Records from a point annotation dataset
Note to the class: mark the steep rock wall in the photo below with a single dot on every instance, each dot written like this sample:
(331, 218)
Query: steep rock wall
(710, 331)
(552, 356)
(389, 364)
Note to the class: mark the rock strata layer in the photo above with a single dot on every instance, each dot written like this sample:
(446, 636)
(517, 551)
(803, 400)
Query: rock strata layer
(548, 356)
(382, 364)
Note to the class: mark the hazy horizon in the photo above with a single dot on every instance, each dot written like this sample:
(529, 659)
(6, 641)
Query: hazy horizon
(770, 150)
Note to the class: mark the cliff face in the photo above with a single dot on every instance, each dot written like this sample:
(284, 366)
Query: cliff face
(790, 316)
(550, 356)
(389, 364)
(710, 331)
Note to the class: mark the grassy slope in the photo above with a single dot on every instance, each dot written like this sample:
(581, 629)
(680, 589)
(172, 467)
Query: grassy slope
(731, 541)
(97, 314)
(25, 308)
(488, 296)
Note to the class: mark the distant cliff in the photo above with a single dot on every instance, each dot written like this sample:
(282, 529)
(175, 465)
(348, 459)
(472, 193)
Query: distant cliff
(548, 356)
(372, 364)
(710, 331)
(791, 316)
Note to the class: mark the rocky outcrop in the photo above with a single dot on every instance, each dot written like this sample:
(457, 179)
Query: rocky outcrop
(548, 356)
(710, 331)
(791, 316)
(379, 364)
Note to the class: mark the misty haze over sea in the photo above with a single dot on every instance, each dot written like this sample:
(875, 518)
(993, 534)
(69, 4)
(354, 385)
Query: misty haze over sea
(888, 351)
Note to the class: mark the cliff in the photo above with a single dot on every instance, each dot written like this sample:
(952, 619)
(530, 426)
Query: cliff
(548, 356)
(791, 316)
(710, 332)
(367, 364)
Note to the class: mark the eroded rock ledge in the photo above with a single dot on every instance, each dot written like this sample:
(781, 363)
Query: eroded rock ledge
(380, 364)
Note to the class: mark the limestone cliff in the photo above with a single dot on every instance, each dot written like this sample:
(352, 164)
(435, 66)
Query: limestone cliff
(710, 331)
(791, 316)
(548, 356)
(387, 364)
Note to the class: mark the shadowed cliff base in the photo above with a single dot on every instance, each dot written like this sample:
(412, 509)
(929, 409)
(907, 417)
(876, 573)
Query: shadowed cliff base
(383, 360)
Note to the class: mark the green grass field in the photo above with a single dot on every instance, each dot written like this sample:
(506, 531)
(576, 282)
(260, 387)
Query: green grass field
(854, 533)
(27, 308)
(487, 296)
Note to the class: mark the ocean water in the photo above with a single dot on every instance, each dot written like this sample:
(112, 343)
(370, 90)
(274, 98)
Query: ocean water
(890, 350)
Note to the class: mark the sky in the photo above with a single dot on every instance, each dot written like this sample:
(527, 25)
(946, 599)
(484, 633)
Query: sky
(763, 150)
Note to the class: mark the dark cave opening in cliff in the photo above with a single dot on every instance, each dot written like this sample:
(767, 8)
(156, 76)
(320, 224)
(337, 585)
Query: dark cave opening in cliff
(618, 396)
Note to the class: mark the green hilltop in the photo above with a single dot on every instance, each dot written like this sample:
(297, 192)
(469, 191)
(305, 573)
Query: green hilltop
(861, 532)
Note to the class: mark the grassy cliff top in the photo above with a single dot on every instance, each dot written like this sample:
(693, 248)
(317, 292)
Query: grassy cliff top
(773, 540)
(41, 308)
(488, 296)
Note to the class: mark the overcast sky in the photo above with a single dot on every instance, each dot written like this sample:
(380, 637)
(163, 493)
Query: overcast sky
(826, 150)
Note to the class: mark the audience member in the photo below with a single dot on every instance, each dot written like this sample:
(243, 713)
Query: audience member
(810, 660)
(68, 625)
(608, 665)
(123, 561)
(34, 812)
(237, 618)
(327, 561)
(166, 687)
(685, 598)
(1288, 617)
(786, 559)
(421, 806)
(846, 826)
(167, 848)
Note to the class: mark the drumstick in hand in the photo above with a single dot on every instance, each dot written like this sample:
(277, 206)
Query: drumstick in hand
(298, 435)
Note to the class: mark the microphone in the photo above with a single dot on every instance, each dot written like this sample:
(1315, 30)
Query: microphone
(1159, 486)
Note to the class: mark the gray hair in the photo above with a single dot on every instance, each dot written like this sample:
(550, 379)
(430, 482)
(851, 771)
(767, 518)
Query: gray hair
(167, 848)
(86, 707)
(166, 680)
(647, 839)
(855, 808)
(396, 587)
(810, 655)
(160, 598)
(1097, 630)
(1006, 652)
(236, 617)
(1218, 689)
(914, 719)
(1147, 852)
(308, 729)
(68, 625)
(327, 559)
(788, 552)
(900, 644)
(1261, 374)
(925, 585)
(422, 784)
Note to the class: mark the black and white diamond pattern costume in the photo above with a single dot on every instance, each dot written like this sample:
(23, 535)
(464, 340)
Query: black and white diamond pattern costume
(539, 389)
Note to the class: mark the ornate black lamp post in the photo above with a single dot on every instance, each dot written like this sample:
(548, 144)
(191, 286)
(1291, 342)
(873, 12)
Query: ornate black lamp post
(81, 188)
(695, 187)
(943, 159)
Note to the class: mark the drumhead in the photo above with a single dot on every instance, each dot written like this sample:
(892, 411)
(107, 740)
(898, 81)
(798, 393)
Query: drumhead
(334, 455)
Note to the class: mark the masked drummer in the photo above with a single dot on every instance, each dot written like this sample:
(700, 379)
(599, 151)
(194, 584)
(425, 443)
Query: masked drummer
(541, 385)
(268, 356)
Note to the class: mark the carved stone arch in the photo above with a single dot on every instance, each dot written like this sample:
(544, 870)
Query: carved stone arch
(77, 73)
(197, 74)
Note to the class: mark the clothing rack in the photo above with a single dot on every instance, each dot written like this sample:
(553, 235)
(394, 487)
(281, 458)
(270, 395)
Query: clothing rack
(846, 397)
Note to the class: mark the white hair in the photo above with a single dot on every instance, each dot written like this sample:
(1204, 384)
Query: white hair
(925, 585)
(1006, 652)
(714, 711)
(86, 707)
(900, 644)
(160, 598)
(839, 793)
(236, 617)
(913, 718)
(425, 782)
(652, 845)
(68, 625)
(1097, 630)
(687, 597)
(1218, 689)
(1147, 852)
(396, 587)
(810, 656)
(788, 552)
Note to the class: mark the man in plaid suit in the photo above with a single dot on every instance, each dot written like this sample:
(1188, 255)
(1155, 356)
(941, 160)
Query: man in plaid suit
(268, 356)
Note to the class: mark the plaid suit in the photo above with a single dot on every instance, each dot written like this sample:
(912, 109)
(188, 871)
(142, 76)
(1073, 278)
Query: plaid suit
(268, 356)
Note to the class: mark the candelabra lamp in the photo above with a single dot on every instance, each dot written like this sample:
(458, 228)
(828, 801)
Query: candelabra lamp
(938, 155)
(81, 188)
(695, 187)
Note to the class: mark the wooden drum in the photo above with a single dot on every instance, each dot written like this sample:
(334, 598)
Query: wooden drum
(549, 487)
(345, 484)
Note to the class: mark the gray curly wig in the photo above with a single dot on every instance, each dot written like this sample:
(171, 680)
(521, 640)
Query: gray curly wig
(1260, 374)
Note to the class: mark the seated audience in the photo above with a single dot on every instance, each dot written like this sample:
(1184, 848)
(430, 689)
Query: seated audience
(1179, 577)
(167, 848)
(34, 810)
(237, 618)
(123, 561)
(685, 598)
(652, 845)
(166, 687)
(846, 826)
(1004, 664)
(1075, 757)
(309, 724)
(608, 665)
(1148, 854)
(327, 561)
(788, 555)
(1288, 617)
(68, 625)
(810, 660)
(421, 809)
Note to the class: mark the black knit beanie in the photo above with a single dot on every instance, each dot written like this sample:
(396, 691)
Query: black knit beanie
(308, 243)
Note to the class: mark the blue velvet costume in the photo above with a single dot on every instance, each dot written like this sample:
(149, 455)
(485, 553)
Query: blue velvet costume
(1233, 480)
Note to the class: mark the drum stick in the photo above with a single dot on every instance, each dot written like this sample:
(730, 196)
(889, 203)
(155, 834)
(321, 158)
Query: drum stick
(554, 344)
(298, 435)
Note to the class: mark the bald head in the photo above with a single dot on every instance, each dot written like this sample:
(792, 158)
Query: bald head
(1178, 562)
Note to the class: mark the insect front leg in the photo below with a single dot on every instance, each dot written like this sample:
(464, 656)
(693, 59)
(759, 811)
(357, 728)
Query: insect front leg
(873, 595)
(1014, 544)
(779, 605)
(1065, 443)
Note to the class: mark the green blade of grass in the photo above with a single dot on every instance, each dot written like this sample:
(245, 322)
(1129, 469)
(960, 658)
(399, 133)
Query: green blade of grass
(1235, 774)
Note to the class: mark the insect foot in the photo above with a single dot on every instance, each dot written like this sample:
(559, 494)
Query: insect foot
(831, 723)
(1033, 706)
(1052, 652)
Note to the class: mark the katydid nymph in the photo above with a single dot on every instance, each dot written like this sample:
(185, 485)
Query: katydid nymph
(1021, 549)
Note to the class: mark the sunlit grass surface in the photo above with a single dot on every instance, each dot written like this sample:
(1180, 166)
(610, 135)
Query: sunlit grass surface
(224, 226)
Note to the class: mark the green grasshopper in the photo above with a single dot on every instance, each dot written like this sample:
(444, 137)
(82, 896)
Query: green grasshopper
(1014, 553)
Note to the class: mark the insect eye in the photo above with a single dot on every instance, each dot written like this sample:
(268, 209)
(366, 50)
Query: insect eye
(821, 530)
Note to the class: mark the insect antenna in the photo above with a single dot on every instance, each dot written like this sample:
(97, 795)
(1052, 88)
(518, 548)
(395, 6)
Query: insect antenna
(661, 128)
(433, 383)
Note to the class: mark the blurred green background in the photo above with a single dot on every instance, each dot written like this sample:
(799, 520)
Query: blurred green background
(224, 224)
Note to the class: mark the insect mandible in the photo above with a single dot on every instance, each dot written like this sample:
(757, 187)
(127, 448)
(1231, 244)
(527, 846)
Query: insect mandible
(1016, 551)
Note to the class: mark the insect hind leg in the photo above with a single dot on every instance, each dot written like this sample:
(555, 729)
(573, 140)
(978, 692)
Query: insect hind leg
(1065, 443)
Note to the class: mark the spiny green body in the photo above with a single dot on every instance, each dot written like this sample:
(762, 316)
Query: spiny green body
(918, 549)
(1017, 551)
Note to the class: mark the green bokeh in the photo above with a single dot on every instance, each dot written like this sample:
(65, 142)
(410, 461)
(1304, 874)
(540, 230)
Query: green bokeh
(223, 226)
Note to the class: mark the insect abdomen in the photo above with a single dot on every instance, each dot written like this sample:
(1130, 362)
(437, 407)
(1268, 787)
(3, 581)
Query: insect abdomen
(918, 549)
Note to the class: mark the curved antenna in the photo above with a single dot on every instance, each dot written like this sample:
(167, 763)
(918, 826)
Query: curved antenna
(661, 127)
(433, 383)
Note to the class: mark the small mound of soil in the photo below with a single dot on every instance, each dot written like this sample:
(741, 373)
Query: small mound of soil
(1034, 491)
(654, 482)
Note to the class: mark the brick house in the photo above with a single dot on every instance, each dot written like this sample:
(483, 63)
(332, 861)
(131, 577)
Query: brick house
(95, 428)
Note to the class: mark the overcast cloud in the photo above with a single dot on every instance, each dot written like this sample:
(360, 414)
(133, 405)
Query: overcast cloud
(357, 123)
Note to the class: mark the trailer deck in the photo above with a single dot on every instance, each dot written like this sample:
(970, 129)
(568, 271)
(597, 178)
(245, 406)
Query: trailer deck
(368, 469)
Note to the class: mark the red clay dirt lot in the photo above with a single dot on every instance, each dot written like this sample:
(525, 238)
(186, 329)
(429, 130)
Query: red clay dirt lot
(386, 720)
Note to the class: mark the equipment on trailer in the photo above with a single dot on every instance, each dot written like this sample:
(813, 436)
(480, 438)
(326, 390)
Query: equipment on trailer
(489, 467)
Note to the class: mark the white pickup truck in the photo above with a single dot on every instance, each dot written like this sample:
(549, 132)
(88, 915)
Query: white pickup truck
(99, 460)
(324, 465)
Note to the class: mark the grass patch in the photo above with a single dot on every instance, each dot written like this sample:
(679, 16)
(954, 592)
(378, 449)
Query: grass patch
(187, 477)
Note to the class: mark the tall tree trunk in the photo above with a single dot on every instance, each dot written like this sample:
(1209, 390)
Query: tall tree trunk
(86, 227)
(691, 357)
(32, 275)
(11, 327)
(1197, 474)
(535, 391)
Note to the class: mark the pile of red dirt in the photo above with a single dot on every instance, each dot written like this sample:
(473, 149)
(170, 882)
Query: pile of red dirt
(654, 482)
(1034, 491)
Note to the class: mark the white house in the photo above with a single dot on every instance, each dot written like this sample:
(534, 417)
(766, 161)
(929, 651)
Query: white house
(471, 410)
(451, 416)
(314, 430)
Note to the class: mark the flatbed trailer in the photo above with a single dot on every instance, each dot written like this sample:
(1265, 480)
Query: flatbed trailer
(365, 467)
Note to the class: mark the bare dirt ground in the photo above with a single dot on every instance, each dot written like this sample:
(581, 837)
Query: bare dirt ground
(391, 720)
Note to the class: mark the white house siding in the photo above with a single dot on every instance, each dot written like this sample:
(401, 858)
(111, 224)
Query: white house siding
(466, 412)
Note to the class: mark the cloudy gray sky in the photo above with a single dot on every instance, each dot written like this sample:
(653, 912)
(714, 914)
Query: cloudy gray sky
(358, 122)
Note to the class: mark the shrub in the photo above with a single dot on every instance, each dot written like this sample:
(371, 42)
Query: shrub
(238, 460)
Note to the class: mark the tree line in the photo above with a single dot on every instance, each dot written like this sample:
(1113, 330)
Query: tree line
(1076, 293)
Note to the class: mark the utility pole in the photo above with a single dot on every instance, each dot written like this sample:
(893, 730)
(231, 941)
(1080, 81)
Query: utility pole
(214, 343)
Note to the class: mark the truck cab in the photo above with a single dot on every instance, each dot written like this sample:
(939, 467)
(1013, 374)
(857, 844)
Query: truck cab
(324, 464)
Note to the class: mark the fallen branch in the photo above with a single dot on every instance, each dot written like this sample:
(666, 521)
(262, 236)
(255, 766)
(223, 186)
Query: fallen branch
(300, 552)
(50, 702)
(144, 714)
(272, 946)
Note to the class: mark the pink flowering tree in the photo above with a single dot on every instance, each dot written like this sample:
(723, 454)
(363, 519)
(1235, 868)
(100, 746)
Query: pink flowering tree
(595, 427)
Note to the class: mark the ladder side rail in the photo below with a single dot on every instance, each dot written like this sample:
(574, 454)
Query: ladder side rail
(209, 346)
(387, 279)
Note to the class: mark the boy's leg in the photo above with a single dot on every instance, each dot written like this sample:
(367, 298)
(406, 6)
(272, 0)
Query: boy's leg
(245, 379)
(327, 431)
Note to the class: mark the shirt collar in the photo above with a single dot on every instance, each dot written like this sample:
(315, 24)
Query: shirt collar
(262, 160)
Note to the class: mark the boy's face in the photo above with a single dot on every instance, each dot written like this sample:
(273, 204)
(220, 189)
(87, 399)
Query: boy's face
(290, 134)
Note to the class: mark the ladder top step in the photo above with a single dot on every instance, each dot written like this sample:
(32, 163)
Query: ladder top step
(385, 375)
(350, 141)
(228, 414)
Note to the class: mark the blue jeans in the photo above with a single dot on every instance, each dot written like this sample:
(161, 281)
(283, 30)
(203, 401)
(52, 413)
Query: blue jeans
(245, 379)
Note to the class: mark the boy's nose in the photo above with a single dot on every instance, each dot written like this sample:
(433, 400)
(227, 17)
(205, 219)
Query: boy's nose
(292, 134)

GOAL:
Copy word for word the part of the listing that opens with the line containing "Note to the class: mark the drum stick" and closes with the line containing "(1235, 774)".

THE SOLUTION:
Note to the class: mark the drum stick in the photo above with a single dot on every instance, each dot written like this sample:
(730, 196)
(889, 203)
(155, 834)
(321, 158)
Query: drum stick
(554, 344)
(298, 435)
Note to the class: mark the bald head in the photo above with a single dot on every instance, each dot written like this sample:
(792, 158)
Query: bald head
(1178, 562)
Note to the class: mark the insect front leg in the photo below with a single dot on every instance, each dot written like this sample:
(464, 656)
(693, 59)
(759, 811)
(357, 728)
Query: insect front leg
(873, 595)
(1014, 544)
(779, 605)
(1065, 443)
Note to the class: mark the green blade of grass in the photo above with a single dot on every instance, each dot written like this sample:
(245, 322)
(1129, 469)
(960, 658)
(399, 133)
Query: green blade of grass
(1235, 774)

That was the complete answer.